Extrait du document:
A ce stade, la bataille de l’opinion était déjà quasiment remportée. Mais il fallait désormais s’assurer que cette audience toujours plus nombreuse, et nouvellement acquise à la cause de Johnny Depp, le reste. Et pour ça, les anti-féministes, désormais épaulé.es par les groupies de l’acteur et les tiktokeurs en mal de buzz, ne manquaient pas d’idées. Biberon.é.es à la culture du mème et maîtrisant tous les codes de l’humour en ligne, les pro-Depp ont fait pleuvoir sur les Internets un déluge de blagues lourdingues censées discréditer Amber Heard : du hashtag #mepoo pour humilier l’actrice à grand renforts de vannes scato (Johnny Depp aurait apporté la preuve que son ex-compagne avait déféqué dans le lit conjugal pour se venger. Cette dernière a de son côté toujours affirmé qu’il s’agissait d’un de ses chiens) aux audios du procès repris pour faire des lypsincs et tourner en dérision le viol conjugal qu’elle explique avoir subi – un témoignage qui est décrit par des utilisatrices du réseau comme “hilarant”. Rien ne lui aura été épargné.
Et lorsque la machine à “lol” ne s’emballe pas pour détruire l’actrice, elle sert au contraire à mettre en valeur son ancien compagnon à travers de mèmes complaisants. Ainsi, les internautes s’amusent de sa réaction interloquée lorsqu’il est interrogé par le tribunal sur son attitude préoccupante dans une vidéo. Des images qui ne laissent pourtant aucun doute sur son comportement colérique et le montrent en train de se verser une énorme pinte de vin rouge dès le matin. Mais de cet extrait inquiétant, le public ne retiendra qu’une chose : la phrase “A mega pint ?”, prononcée par l’acteur sur un ton rieur lors du procès. Une question et un rictus insolent qui sont d’ailleurs devenus si populaires qu’ils ont depuis fait l’objet de nombreux remixes, avant de rapporter des milliers de dollars sur des tasses ou des t-shirts floqués. Ce détournement d’un élément à charge contre Depp, qui se transforme subitement en atout, est d’ailleurs parfaitement mis en lumière dans le documentaire de France 5, qui livre une analyse très intéressante de la puissance dévastatrice du sarcasme et du ricanement sur le Web.

Données fournies:

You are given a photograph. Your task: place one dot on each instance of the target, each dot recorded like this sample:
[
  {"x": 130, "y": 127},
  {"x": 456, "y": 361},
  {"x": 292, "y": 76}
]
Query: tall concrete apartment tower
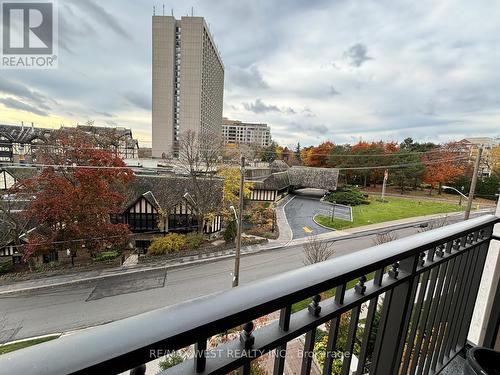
[{"x": 188, "y": 82}]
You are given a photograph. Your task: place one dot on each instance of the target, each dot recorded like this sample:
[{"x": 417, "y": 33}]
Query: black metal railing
[{"x": 408, "y": 313}]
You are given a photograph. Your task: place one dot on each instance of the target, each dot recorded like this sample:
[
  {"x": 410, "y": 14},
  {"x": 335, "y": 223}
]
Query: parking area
[{"x": 301, "y": 210}]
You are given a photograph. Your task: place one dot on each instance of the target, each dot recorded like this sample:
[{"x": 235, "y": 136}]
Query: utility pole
[
  {"x": 473, "y": 183},
  {"x": 386, "y": 176},
  {"x": 236, "y": 276}
]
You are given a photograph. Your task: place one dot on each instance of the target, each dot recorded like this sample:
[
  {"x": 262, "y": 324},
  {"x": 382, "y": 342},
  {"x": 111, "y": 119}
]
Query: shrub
[
  {"x": 6, "y": 267},
  {"x": 171, "y": 361},
  {"x": 348, "y": 195},
  {"x": 230, "y": 231},
  {"x": 105, "y": 256},
  {"x": 168, "y": 244},
  {"x": 194, "y": 240}
]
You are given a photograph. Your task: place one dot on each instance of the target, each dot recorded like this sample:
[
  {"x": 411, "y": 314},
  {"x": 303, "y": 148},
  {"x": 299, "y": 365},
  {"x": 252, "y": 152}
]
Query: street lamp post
[
  {"x": 239, "y": 222},
  {"x": 458, "y": 191}
]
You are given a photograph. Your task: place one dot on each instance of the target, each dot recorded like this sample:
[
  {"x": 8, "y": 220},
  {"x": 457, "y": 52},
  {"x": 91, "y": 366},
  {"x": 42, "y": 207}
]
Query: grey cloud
[
  {"x": 357, "y": 55},
  {"x": 100, "y": 14},
  {"x": 309, "y": 128},
  {"x": 16, "y": 104},
  {"x": 21, "y": 91},
  {"x": 333, "y": 91},
  {"x": 139, "y": 100},
  {"x": 105, "y": 114},
  {"x": 260, "y": 107},
  {"x": 250, "y": 78},
  {"x": 308, "y": 113}
]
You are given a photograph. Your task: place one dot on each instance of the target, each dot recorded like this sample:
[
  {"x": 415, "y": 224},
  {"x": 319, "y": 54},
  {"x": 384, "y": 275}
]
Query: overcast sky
[{"x": 313, "y": 70}]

Petit problème:
Dans l'extrait sur le procès de Johnny Depp, quelle phrase de l'acteur s'est retrouvée imprimée sur des tasses et des t-shirts ?

Réponse rédigée:
La phrase « A mega pint ? », que l'acteur a prononcée sur un ton rieur pendant le procès.